Document
Andrew Wales said...

I LOVE to see things like this! How one artist interprets the same thing differently. They used to do them a lot in American Artist.

Dan Kent said...

Totally impressive. I enjoyed the video, and love the results. (And the watercolor sketch too!)

Robert Ellefson said...

James- are you the one talking about limiting the pallete, and were those the colors you ended up using?

Ezra said...

Awesome video! Really enjoyed it!

Ray Greaves said...

I wonder how many people assumed you were some no name street artist that just picked up a paint brush. lol Amusing....and the amount of moving objects in the scene would drive me crazy! That takes some kind of focus..

Robb said...

I just want to add to everyone else's sentiment and say that I really enjoyed the video. I appreciate the heck out of it and hope you can do more of them despite the fact that I'm sure it took a lot of effort and time - It gave a whole new level of intimacy and understanding to both your life and workflow - thanks for sharing!!

The task
Answer these questions about the comments above:
(a) Which magazine does Andrew Wales say used to do things like this a lot?
(b) What does Dan Kent mention in parentheses?
(c) What does Ray Greaves say would drive him crazy?

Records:
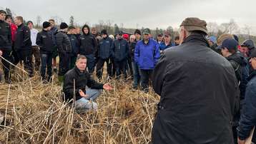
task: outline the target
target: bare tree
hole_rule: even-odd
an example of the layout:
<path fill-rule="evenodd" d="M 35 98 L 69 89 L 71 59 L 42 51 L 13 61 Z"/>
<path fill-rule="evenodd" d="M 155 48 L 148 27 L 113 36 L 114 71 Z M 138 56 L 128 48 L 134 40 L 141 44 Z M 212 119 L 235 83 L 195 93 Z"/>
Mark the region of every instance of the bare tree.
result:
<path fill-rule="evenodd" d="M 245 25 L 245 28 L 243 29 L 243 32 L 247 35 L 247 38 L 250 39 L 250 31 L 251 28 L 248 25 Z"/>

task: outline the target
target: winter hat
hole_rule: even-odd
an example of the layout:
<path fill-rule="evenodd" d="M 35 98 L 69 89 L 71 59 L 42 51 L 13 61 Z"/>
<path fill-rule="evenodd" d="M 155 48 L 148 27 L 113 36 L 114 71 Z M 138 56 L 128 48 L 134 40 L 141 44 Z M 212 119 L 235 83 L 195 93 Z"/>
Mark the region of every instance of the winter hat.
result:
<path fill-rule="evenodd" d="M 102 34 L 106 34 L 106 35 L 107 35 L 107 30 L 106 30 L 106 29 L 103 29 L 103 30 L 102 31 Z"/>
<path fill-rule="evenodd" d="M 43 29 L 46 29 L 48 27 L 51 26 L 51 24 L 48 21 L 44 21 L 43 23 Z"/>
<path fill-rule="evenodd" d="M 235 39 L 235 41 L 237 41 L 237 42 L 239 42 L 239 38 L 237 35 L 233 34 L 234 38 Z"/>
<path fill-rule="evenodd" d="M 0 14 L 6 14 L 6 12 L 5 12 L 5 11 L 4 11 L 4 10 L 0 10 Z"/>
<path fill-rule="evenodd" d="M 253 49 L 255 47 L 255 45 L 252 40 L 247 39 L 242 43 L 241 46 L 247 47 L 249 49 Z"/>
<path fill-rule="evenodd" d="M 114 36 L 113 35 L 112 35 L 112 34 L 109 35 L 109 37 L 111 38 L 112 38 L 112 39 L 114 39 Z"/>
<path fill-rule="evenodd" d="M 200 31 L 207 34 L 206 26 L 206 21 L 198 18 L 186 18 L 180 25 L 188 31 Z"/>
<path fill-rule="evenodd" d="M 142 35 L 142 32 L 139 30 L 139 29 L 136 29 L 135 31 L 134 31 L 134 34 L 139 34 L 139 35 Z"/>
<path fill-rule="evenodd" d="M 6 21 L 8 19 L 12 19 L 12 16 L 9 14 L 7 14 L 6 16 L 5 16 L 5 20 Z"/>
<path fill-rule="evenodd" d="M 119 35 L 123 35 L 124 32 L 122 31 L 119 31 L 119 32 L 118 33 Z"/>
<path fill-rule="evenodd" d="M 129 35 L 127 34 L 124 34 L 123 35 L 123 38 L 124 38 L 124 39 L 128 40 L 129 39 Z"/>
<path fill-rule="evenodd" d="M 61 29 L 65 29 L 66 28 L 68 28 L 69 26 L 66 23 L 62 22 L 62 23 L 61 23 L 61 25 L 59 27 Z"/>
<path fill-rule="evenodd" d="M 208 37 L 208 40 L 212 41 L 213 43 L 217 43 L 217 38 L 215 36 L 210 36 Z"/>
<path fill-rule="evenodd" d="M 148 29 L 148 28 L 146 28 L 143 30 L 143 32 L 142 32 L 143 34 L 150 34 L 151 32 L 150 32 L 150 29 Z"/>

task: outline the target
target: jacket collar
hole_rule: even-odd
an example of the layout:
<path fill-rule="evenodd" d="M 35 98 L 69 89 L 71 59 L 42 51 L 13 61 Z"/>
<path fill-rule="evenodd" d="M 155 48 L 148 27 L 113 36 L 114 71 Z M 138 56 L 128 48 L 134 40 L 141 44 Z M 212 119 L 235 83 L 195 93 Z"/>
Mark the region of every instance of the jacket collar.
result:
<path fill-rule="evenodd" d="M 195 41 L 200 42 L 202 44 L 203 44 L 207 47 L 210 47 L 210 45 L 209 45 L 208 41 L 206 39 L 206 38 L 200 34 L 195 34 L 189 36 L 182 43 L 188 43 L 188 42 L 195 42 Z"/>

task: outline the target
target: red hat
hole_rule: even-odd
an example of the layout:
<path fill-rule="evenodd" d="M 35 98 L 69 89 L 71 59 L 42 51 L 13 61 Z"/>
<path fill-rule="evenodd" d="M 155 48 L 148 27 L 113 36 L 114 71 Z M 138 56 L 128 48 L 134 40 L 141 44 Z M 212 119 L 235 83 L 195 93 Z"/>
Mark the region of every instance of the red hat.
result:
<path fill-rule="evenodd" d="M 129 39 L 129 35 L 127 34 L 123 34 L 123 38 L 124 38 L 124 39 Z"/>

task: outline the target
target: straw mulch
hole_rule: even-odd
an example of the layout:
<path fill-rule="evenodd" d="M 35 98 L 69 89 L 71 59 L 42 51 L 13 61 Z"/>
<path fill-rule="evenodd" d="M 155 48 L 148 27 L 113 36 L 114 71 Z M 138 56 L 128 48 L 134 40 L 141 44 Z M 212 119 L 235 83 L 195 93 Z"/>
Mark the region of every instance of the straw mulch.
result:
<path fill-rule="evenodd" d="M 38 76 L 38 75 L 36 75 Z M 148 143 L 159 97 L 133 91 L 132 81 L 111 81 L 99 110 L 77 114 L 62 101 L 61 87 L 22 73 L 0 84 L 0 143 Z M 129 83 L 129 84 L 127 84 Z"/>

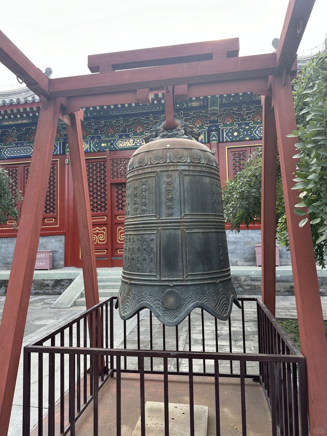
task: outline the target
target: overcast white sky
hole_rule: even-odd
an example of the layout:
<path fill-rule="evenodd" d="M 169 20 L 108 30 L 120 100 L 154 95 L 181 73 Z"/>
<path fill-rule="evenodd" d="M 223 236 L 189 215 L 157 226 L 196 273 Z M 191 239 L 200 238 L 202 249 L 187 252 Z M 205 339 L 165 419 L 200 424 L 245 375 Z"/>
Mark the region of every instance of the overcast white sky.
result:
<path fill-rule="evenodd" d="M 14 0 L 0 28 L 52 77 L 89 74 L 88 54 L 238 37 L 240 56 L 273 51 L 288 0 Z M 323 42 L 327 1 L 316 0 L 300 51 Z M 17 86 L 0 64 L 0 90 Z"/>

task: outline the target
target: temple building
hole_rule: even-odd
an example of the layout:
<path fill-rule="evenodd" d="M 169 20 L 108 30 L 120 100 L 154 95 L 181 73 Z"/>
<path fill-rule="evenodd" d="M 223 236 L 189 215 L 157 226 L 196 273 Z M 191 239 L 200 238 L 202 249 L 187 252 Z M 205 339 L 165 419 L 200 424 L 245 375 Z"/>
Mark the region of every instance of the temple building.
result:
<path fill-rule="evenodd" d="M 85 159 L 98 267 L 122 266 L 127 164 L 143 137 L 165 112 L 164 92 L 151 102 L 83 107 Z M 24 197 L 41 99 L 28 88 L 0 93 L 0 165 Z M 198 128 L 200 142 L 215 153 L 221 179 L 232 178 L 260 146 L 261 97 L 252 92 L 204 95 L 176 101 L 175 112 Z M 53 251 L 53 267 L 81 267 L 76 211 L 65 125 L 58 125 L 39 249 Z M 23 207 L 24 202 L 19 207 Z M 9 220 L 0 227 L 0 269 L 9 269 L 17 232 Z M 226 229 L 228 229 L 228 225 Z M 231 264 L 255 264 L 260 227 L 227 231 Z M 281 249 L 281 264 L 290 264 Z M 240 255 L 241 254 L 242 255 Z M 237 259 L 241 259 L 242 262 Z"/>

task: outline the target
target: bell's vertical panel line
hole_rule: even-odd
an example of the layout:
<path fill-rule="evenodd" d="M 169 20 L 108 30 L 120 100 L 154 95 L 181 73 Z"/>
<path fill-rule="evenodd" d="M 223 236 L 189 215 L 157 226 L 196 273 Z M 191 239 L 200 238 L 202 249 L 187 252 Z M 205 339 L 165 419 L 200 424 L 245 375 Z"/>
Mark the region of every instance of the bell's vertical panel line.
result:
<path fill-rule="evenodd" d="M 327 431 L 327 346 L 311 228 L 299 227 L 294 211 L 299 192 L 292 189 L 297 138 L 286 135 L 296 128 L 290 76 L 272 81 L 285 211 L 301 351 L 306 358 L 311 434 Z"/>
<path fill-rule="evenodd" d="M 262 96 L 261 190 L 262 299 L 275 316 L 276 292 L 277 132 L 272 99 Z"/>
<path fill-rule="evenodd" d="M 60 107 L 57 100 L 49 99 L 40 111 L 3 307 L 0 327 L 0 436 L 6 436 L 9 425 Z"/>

Solved exercise
(a) American Artist
(b) The watercolor sketch
(c) The amount of moving objects in the scene